Revise the material from the line with "wood grain pattern." up to and including the line with "[15,0,300,56]", changing "bounding box" to "enclosing box" and leaving everything else unchanged.

**RECORDS SHOWN:**
__________________________________________________
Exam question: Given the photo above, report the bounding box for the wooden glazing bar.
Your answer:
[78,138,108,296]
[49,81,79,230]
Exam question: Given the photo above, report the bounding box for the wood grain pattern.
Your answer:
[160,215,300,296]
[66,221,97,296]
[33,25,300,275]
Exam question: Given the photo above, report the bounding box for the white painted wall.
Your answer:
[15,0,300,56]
__________________________________________________
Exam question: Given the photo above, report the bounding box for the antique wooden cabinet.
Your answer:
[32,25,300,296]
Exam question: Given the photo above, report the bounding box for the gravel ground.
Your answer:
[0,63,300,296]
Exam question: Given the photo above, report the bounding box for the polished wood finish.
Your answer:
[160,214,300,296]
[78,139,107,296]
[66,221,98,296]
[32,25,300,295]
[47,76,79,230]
__________________________________________________
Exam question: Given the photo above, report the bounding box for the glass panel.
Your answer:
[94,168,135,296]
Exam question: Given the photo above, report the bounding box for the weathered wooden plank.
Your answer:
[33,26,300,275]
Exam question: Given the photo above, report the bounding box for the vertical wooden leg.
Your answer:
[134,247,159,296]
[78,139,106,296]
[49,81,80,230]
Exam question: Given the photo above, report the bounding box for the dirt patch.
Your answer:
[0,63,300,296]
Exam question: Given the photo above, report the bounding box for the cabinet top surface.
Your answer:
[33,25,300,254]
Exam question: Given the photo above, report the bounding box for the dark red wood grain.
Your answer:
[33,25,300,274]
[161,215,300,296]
__________________________________________________
**WRITTEN SOLUTION:**
Exam question: Given the photo above, report the enclosing box for the wood grain pattern.
Your answer:
[160,215,300,296]
[66,221,97,296]
[33,25,300,275]
Exam question: Given the photo above, report the enclosing box for the white painted wall.
Your answer:
[15,0,300,56]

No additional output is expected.